▶ **Required task**
Can you reproduce the material below word for word, keeping every line unchanged and in the same order?
##### Data to process
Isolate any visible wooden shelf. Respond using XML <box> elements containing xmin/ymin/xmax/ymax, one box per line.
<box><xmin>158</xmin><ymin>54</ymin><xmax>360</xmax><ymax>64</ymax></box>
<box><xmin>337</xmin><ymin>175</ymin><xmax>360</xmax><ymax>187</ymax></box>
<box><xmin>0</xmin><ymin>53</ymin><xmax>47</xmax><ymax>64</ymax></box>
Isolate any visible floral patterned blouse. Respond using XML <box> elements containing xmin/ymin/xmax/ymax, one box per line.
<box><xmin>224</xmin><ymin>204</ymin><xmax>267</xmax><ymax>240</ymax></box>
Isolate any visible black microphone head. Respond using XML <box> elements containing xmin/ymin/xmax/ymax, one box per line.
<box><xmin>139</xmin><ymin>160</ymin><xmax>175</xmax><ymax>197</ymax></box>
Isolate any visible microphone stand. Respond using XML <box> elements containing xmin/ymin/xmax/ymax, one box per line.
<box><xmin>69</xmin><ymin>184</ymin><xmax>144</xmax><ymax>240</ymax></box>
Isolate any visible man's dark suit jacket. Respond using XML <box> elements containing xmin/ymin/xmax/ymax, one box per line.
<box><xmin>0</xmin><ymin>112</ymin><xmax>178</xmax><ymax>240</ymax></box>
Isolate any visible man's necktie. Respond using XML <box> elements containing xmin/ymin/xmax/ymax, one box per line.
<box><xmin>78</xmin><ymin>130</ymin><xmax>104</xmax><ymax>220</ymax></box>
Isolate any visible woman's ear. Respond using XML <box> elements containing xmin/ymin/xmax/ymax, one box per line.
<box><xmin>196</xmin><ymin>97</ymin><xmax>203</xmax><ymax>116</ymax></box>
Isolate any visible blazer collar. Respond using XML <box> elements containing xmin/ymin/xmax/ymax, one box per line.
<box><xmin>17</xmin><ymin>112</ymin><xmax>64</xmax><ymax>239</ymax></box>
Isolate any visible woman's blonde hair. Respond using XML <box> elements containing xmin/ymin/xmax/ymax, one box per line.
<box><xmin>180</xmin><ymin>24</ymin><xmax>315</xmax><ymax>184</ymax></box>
##########
▶ **Reply**
Isolate any visible wooden shelf. Respond using XML <box> elements containing xmin/ymin/xmax/ymax, one box per line.
<box><xmin>158</xmin><ymin>54</ymin><xmax>360</xmax><ymax>64</ymax></box>
<box><xmin>337</xmin><ymin>175</ymin><xmax>360</xmax><ymax>187</ymax></box>
<box><xmin>0</xmin><ymin>53</ymin><xmax>47</xmax><ymax>64</ymax></box>
Isolate any visible floral patterned blouse. Respond using XML <box> elements containing xmin/ymin/xmax/ymax, one box per line.
<box><xmin>224</xmin><ymin>204</ymin><xmax>267</xmax><ymax>240</ymax></box>
Isolate any visible black microphone head. Respond using XML <box> elements containing xmin/ymin/xmax/ymax, one box per line.
<box><xmin>139</xmin><ymin>160</ymin><xmax>175</xmax><ymax>197</ymax></box>
Isolate any visible microphone stand. Respond using XML <box> elements containing xmin/ymin/xmax/ymax, one box per line.
<box><xmin>69</xmin><ymin>184</ymin><xmax>144</xmax><ymax>240</ymax></box>
Isolate any visible man's dark suit jacket. Respond using XML <box> elements containing xmin/ymin/xmax/ymax, one box per line.
<box><xmin>0</xmin><ymin>112</ymin><xmax>178</xmax><ymax>240</ymax></box>
Isolate any visible man's necktie. Respond using XML <box> elements containing xmin/ymin/xmax/ymax, one box per line.
<box><xmin>78</xmin><ymin>130</ymin><xmax>104</xmax><ymax>220</ymax></box>
Isolate any visible woman's ear. Respond using XML <box> elements containing xmin/ymin/xmax/ymax, one box per line.
<box><xmin>196</xmin><ymin>97</ymin><xmax>203</xmax><ymax>116</ymax></box>
Isolate any visible blazer collar. Respond using XML <box> elements containing xmin/ymin/xmax/ymax, one box per line.
<box><xmin>17</xmin><ymin>112</ymin><xmax>64</xmax><ymax>239</ymax></box>
Isolate any visible woman's blonde hair. Respond using XML <box> elements containing xmin/ymin/xmax/ymax, one box per line.
<box><xmin>180</xmin><ymin>24</ymin><xmax>315</xmax><ymax>184</ymax></box>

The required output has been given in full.